Saved entries:
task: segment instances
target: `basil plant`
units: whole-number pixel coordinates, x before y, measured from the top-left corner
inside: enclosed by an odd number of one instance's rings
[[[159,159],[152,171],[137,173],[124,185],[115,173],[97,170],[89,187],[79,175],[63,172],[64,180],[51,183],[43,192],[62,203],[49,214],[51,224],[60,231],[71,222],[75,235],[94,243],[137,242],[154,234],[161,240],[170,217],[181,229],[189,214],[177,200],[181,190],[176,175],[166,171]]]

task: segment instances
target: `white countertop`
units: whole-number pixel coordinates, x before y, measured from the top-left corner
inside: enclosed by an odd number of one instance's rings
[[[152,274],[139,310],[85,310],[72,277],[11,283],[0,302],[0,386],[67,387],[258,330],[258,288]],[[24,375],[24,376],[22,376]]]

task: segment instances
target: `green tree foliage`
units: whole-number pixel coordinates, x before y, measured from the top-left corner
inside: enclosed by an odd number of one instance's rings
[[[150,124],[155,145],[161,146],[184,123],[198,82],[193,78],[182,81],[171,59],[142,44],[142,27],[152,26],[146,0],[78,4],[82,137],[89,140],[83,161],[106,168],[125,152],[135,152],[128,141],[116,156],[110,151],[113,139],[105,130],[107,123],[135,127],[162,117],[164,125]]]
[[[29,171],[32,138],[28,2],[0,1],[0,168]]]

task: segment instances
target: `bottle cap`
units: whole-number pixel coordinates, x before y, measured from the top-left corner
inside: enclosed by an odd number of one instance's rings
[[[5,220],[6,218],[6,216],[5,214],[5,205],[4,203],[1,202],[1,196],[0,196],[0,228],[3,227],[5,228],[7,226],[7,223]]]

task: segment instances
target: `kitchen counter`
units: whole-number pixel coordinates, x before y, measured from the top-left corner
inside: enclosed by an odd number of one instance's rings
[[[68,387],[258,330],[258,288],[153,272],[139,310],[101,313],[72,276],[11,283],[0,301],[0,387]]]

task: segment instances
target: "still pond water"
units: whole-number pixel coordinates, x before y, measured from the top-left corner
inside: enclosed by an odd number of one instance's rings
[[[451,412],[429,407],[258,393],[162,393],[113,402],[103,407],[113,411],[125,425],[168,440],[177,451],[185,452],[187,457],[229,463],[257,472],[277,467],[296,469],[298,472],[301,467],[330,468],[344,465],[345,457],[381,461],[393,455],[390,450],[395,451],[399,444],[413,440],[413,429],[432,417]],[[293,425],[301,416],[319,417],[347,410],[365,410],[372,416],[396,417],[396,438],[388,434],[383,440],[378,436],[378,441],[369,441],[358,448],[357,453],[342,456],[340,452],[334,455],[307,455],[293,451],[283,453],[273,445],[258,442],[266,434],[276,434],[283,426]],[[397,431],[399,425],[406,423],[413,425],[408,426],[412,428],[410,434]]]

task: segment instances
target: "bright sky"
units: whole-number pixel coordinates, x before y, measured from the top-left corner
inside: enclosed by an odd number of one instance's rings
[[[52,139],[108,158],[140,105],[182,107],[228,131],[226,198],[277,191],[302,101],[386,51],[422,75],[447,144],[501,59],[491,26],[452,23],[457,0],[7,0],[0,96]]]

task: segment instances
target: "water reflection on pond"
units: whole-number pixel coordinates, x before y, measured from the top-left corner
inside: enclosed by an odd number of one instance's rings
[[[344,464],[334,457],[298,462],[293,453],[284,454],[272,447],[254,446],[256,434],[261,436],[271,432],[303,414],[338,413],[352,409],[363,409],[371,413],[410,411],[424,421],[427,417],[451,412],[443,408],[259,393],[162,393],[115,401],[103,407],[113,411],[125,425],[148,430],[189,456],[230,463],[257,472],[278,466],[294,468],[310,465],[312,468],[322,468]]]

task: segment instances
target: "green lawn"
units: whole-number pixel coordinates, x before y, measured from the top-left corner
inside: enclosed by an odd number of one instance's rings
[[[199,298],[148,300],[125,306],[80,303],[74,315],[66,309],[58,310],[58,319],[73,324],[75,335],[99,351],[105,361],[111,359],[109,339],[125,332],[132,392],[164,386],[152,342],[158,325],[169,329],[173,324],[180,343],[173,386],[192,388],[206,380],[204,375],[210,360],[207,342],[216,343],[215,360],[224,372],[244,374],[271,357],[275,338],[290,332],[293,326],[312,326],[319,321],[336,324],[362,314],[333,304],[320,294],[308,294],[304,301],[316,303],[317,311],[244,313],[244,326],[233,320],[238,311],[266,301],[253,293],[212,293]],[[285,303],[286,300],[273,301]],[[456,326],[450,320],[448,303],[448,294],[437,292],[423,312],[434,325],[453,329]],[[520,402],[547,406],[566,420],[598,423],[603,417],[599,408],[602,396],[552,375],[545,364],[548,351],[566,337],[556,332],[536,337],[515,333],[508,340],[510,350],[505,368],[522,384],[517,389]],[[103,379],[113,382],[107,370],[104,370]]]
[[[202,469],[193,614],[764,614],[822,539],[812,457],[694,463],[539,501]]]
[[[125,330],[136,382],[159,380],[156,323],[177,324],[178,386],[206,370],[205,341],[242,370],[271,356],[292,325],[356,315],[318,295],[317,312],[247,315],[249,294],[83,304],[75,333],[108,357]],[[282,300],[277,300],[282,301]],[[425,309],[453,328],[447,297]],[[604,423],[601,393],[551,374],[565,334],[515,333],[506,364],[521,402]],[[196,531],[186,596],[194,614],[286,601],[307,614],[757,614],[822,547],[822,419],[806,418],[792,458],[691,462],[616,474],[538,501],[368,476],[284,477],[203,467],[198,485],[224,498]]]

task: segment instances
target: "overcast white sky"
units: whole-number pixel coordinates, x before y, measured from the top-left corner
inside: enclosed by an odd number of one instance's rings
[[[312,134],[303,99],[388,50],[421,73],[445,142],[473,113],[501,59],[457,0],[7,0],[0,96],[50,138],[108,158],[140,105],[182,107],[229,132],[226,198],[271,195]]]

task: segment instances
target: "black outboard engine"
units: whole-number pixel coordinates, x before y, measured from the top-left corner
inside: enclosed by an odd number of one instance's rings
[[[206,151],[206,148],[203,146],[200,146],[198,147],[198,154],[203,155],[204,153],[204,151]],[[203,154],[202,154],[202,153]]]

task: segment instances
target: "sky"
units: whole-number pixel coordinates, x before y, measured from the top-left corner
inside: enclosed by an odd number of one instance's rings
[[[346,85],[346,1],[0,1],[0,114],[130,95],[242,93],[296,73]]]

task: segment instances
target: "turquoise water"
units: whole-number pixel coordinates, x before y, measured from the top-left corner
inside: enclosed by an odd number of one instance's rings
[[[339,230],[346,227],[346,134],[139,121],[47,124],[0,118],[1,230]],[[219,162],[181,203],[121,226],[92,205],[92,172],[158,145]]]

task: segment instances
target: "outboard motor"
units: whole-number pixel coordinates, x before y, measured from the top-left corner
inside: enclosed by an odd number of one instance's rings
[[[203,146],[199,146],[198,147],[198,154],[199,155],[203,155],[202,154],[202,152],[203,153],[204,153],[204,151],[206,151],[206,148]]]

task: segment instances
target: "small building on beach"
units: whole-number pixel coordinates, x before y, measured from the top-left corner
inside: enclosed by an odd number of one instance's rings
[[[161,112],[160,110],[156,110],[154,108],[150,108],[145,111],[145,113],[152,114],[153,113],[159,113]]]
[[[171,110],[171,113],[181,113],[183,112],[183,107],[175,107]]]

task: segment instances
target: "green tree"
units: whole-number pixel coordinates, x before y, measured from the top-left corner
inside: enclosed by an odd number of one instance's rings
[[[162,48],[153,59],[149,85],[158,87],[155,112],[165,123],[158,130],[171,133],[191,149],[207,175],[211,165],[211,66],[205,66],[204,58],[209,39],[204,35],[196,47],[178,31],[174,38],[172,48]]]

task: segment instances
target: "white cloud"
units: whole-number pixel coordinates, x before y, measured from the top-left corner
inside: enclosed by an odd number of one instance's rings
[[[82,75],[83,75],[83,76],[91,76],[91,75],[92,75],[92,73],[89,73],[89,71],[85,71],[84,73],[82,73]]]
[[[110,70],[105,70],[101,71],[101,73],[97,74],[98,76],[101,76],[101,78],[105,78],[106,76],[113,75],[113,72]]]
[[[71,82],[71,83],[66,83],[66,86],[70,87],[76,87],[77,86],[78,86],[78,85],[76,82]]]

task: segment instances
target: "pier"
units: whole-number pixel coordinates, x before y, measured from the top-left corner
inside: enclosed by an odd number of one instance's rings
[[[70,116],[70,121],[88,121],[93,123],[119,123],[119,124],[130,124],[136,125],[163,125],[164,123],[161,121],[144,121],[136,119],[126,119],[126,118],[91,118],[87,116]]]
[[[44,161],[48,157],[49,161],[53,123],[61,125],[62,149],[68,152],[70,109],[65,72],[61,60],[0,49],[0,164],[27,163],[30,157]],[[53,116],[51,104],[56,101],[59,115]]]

WHAT THE TASK ASKS
Please tally the lines in the items above that contain the word "outboard", and reply with only that number.

PROBLEM SOLUTION
2